# The Pudden checks in with pink feetz and blue poop



## Pudden (Dec 28, 2008)

The Pudden and her Mama haven't posted in a while because after Oma's visit our internet connection died and mama's office was being renovated and there wasn't any internet either and anyways we were too busy hiking and playing on the tundra all summer.

But now mama has to work again and is once more glued to the computer all day.

Here's some pics of our nice fall hike today. The berries are ripe and as you can see, the Pudden has probably broken the canine blueberry-picking world record.


----------



## Wendy427 (Apr 4, 2009)

LOL what great pics! Nice use of the color wheel and tape measure! :uhoh: :


----------



## sadiegold (Nov 3, 2010)

Huh, and I only used the color wheel and tape measure for quilting!


----------



## olik (Apr 13, 2008)

Oh,Pudden,as always you make me laugh so hard!!!!!Nice colorful poop!!!


----------



## mainegirl (May 2, 2005)

YAY THE PUDDEN IS BACK!!!!!!!!!!!!!!!!!!!!!:greenboun:greenboun:greenboun:greenboun:greenboun:greenboun:banana::banana::banana::banana::banana::banana:
Beth, moose and angel


----------



## Karen519 (Aug 21, 2006)

*Pudden*

Pudden

So glad you are BACK-YOU LOOK MARVELOUS!


----------



## mylissyk (Feb 25, 2007)

So glad to see you back! Love the pics, hope you will tell us about more adventures of the Pudden soon!


----------



## Joanne & Asia (Jul 23, 2007)

I was just thinking about the Pudden and where you guys had disappeared to. I am happy to see you back and looking forward to more Pudden updates and pics of her many adventures. That is impressive blue poop!


----------



## C's Mom (Dec 7, 2009)

Its so nice to see the Pudden again.


----------



## LibertyME (Jan 6, 2007)

someone is thoroughly antioxidized.
The colorwheel/tape/poo shot is priceless!


----------



## DaisyGolden (Jan 4, 2008)

I'm so happy to see the Pudden again. One of my fav goldens of all time. Keep having your great adventures with your momma pudden. I bet those berries were yummy.

· · · · · · ·

§ Stated goal 1: In the forum thread about the Pudden, what record does the opening post say the Pudden has probably broken?

· · · · · · ·

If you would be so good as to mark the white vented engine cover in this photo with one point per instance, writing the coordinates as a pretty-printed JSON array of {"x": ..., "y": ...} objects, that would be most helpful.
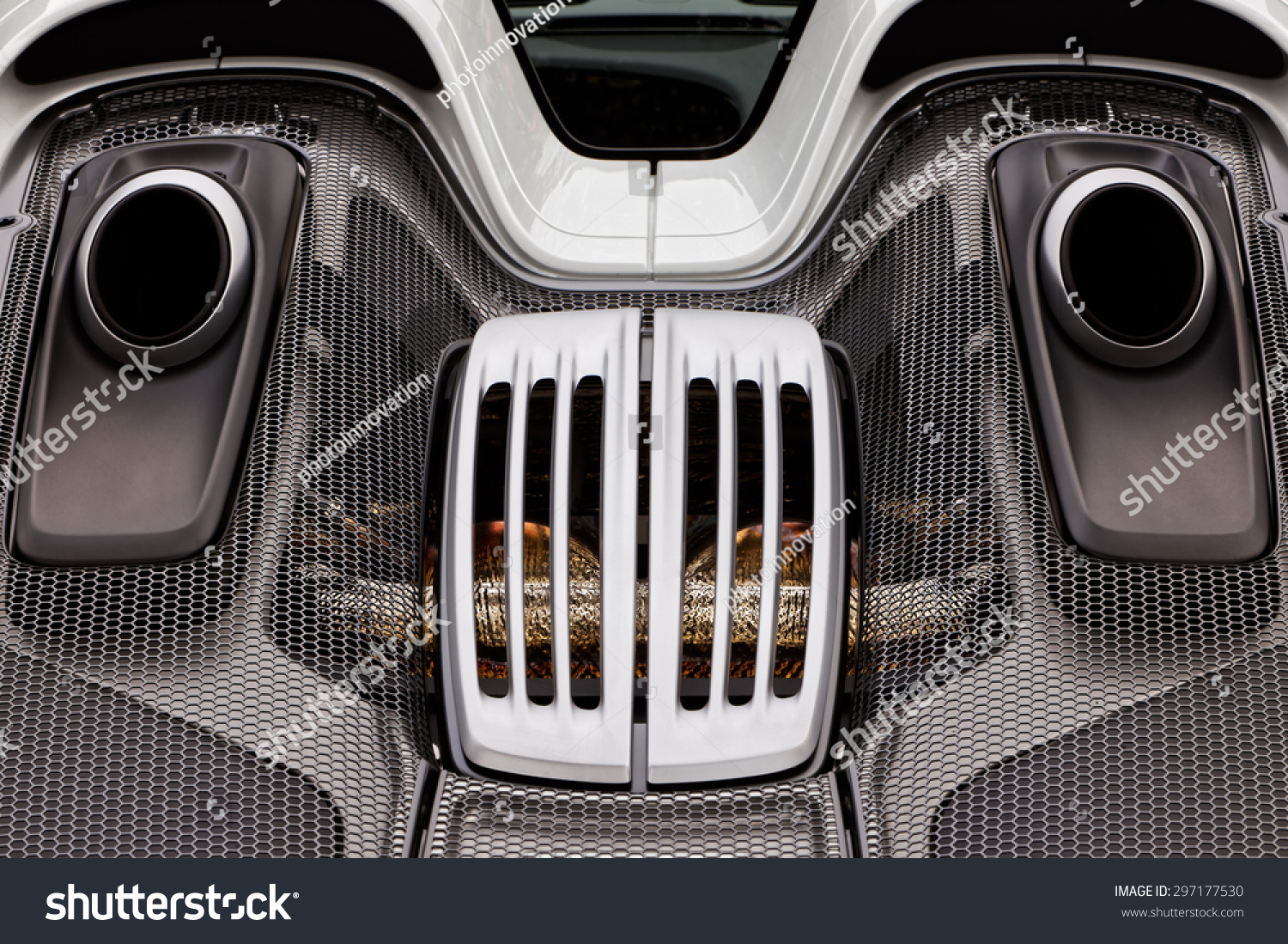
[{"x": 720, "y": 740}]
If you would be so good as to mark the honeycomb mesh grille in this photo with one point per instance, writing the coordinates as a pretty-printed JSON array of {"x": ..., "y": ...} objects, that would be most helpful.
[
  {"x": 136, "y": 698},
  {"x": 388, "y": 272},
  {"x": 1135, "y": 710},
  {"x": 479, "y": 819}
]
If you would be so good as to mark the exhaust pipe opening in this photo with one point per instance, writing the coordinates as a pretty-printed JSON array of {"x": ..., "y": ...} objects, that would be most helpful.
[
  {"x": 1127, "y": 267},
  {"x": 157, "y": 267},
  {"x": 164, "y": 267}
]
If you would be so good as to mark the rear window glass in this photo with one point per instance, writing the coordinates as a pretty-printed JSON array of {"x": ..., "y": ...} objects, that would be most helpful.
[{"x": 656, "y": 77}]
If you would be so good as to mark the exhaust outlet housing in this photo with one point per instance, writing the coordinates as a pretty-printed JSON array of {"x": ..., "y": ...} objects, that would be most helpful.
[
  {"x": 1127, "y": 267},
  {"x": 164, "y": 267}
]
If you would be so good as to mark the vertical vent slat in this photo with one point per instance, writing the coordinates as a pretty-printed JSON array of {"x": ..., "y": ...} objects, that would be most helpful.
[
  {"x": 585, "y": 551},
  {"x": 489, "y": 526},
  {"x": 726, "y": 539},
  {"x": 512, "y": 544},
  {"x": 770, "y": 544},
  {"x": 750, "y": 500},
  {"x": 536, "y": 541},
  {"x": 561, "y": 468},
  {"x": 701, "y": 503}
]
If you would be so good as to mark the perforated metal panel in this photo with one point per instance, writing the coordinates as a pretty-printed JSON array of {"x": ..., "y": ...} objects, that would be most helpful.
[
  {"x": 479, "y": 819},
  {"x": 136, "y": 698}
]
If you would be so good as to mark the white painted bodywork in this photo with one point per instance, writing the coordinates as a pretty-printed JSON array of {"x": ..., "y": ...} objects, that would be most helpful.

· · · · · · ·

§ Stated goal 2: How many lines of the entries contain the string "printed"? Reply with the number only.

§ Right answer 1: The canine blueberry-picking world record.

§ Right answer 2: 8